Given request:
Continue the how-to guide on administering your own e-mail newsletter from the point where it ends.

Source extract:
How To

How to Administer Your Own E-mail Newsletter

Contributor
By eHow Contributing Writer
(3 Ratings)

Once you've set up an e-mail newsletter, you'll need to perform a number of administrative tasks on a regular basis. You'll need to add and remove subscribers to your mailing list, promote your "e-zine" to attract new subscribers, remove "dead" e-mail addresses from your mailing list, obtain fresh content, respond to subscriber messages, and make decisions about using ads in your newsletter.

Difficulty: Moderate
Instructions

Things You'll Need:

    Administrative Tasks

  1. Step 1

    Decide upon a publication schedule, then plan your own schedule so you can meet it.

  2. Step 2

    Add and remove subscribers as necessary. (See "How to Add and Remove Subscribers to an E-mail Newsletter.)

  3. Step 3

    Houseclean your mailing list (remove dead addresses) after each mailing. (See "How to "Houseclean" an E-mail Mailing List.")

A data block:
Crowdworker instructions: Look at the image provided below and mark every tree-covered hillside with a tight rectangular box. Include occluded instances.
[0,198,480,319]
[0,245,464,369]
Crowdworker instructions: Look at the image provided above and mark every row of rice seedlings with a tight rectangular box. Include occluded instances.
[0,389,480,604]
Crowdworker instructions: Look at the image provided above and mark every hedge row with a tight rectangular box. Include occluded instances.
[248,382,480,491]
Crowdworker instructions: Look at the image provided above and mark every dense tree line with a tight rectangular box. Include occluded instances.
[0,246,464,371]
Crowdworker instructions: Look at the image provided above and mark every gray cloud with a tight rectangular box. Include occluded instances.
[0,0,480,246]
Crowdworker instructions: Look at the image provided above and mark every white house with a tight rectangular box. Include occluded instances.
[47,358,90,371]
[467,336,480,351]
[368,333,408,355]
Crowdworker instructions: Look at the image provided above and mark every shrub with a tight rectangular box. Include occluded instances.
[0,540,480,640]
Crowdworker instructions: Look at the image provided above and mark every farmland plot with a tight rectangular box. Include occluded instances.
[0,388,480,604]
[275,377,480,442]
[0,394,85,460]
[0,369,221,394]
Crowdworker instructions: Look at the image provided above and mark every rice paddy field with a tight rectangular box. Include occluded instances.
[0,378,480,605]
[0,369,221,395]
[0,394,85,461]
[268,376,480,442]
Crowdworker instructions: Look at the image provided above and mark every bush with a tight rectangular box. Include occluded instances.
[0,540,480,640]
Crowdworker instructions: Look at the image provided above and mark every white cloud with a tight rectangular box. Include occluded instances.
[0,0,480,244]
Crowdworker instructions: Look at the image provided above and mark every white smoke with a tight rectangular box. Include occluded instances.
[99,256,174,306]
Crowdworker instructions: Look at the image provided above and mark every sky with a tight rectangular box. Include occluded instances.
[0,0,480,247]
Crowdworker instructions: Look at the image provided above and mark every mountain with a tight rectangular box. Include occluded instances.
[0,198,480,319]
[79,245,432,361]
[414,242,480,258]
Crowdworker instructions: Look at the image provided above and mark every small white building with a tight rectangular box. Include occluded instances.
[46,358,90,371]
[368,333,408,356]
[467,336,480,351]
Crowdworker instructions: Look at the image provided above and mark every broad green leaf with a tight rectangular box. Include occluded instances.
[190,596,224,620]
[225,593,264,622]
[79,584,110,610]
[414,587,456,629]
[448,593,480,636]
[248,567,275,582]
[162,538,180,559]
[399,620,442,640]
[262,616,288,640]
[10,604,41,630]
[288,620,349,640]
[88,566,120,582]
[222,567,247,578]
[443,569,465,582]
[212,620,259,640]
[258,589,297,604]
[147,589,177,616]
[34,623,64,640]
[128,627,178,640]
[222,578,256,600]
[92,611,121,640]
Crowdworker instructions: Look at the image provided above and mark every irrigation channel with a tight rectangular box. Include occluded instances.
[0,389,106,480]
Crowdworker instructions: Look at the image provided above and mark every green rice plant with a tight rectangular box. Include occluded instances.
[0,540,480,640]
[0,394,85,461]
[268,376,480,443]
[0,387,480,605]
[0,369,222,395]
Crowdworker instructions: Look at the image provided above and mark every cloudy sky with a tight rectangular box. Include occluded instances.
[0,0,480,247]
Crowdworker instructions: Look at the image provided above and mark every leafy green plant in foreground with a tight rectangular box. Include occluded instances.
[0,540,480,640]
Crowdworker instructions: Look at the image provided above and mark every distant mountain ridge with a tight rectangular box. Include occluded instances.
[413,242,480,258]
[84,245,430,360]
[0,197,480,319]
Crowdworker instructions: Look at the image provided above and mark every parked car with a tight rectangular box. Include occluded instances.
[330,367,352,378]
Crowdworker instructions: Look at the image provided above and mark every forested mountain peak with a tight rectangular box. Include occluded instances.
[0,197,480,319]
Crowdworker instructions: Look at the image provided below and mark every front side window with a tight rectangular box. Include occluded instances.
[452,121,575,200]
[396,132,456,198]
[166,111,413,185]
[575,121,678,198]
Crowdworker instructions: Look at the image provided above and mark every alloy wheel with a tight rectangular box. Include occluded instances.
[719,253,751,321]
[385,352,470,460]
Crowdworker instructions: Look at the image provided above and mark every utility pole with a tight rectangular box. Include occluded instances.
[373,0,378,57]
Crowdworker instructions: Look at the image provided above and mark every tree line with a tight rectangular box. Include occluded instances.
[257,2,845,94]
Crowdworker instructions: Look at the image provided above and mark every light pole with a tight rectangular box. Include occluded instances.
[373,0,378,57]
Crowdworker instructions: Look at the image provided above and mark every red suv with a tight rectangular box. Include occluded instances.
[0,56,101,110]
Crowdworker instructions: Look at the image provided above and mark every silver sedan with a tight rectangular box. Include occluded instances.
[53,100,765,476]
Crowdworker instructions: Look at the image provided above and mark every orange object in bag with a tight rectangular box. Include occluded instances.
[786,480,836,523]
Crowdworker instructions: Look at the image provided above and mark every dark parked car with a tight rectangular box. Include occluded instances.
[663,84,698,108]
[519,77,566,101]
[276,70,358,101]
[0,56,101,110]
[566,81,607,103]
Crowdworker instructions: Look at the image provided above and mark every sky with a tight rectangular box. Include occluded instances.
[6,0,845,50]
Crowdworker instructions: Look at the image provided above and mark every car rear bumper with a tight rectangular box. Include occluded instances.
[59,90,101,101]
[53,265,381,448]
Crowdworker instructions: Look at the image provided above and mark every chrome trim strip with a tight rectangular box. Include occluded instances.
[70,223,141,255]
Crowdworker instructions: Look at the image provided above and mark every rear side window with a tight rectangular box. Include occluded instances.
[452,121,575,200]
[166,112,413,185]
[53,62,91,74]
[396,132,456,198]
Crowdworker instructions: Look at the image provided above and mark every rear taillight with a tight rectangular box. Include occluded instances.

Result of this task:
  4. Step 4

    Develop a plan for promoting your newsletter so you can attract new subscribers or advertisers. If it is a private newsletter for family or friends, this will not be necessary. (See "Promote an E-mail Newsletter.")

  5. Content Creation

  6. Step 1

    Write your own articles, Web site reviews, news items and so forth.

  7. Step 2

    Engage the services of professional writers.

  8. Step 3

    Arrange to trade content with other newsletter publishers.

  9. Step 4

    Subscribe to a newsletter or mailing list that matches writers with publishers. Typically, in this situation, a writer provides you with articles in exchange for a byline and a link to his or her Web site.

  10. Step 5

    Invite your subscribers to contribute articles. Reserve the right to edit or reject ones that don't meet your specifications.

Tips & Warnings
  • Look for content that is not stale. When many newsletters are published on the same topic, free articles tend to get used over and over by different publishers. If the subscribers are the same, they'll soon tire of seeing the same articles.
  • Avoid articles that are thinly disguised sales pitches. Subscribers expect information and will unsubscribe quickly if they believe you're trying to disguise a sales letter as an informative article.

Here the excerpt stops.